● QUOTED PASSAGE:

The appellant testified to a different version of events. He explained that there were two attractive young girls in the Kress Store and that he, and his companion, had been merely looking at the girls. He specifically denied that he gave Detective Worthman permission to inspect the briefcase. He said Worthman had opened the case and seized the wallet over his objections.
As we perceive this case, there are really only two issues. The first is whether the stop, under the authority of Terry v. Ohio, 392 U.S. 1, 88 S.Ct. 1868, 20 L.Ed.2d 889 (1968), was permissible. The other is whether the consent exception authorized by the Supreme Court in Schneckloth v. Bustamonte, 412 U.S. 218, 93 S.Ct. 2041, 36 L.Ed.2d 854 (1973), is applicable.

● STORED RECORDS:
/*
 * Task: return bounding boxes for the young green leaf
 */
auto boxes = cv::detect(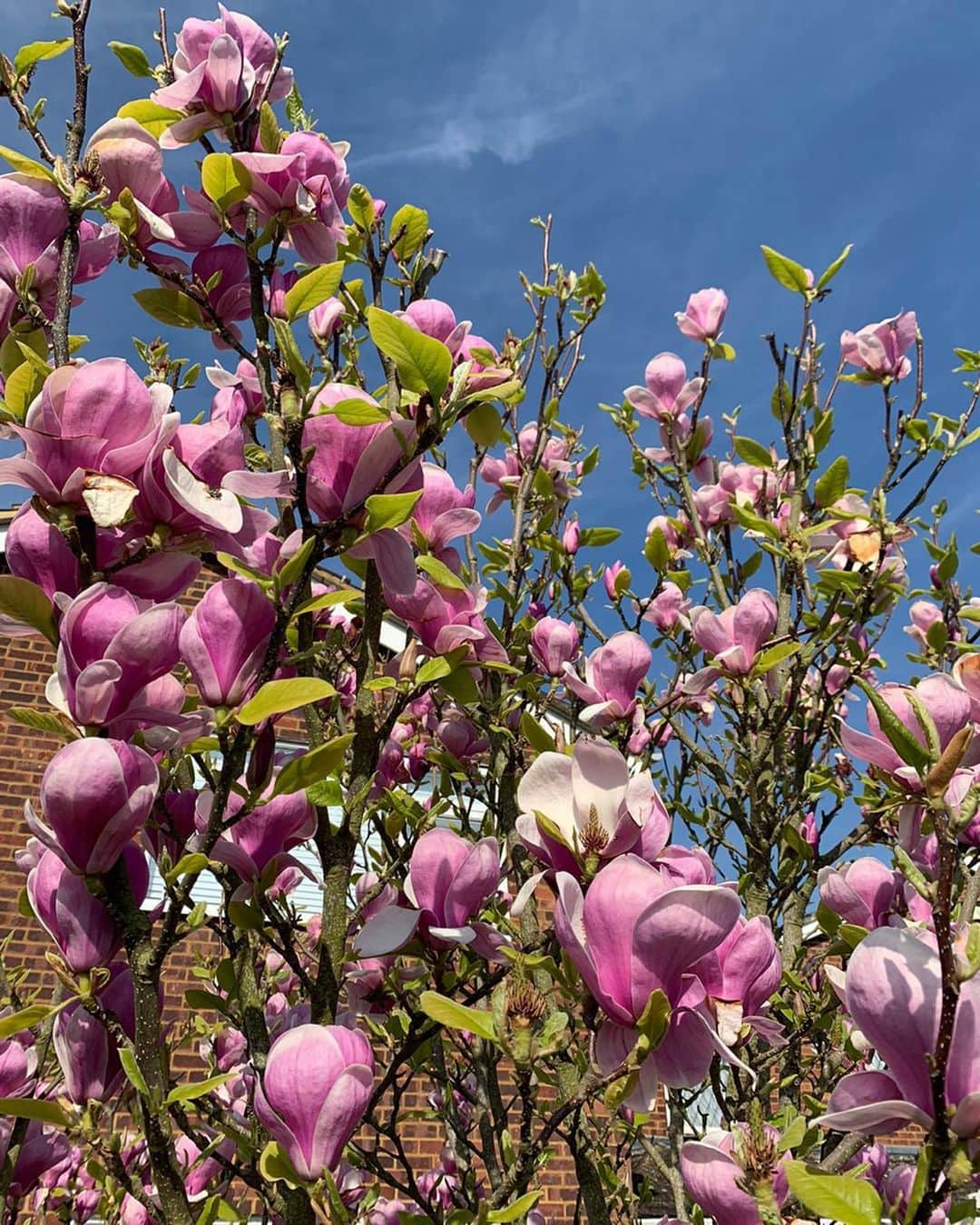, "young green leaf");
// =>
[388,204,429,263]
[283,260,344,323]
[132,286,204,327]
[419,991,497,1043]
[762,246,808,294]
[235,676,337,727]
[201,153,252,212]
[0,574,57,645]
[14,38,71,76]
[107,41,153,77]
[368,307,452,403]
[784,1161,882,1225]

==

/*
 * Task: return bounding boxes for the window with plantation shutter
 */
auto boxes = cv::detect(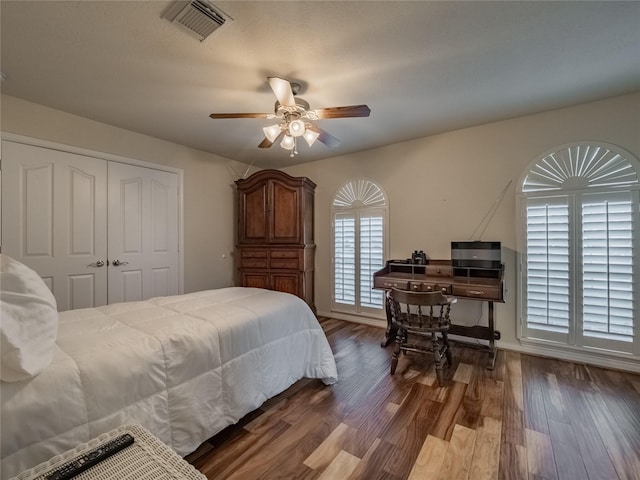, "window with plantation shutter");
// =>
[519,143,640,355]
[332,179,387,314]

...

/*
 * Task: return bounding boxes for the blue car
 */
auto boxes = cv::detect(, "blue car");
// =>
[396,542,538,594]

● REQUIRED ACTIONS:
• a. In the court opinion excerpt on the briefcase search, what does the appellant say he and his companion had been doing in the Kress Store?
• b. Resume the court opinion excerpt on the briefcase search, starting after its last sentence.

● ANSWER LIST:
• a. They had been merely looking at two attractive young girls.

• b.
In Terry v. Ohio, supra, the Supreme Court held that the police may "stop" a person, without violating the person's Fourth Amendment right against unreasonable search and seizures, and detain him briefly for questioning upon suspicion that he may be connected with criminal activity. The key to the stop is whether the officer had reasonable "suspicion" to justify the stop. Six variables have been suggested as means of determining whether a reasonable suspicion exists. These include:
Van Sicklen, "Terry Revisited: Critical Update on Recent Stop and Frisk Developments," Wisconsin Law Review 877 (1977).
1. The appearance of the detainee
2. Conduct
3. Criminal record
4. Environment
5. Police purpose
6. Source of information
Variables one and three are not applicable in the instant case but elements of the other four are present. Conduct encompasses activity taking place both immediately before the stop and immediately following the stop. If suspicious conduct occurs in either instance, an officer may initiate a forcible investigative stop.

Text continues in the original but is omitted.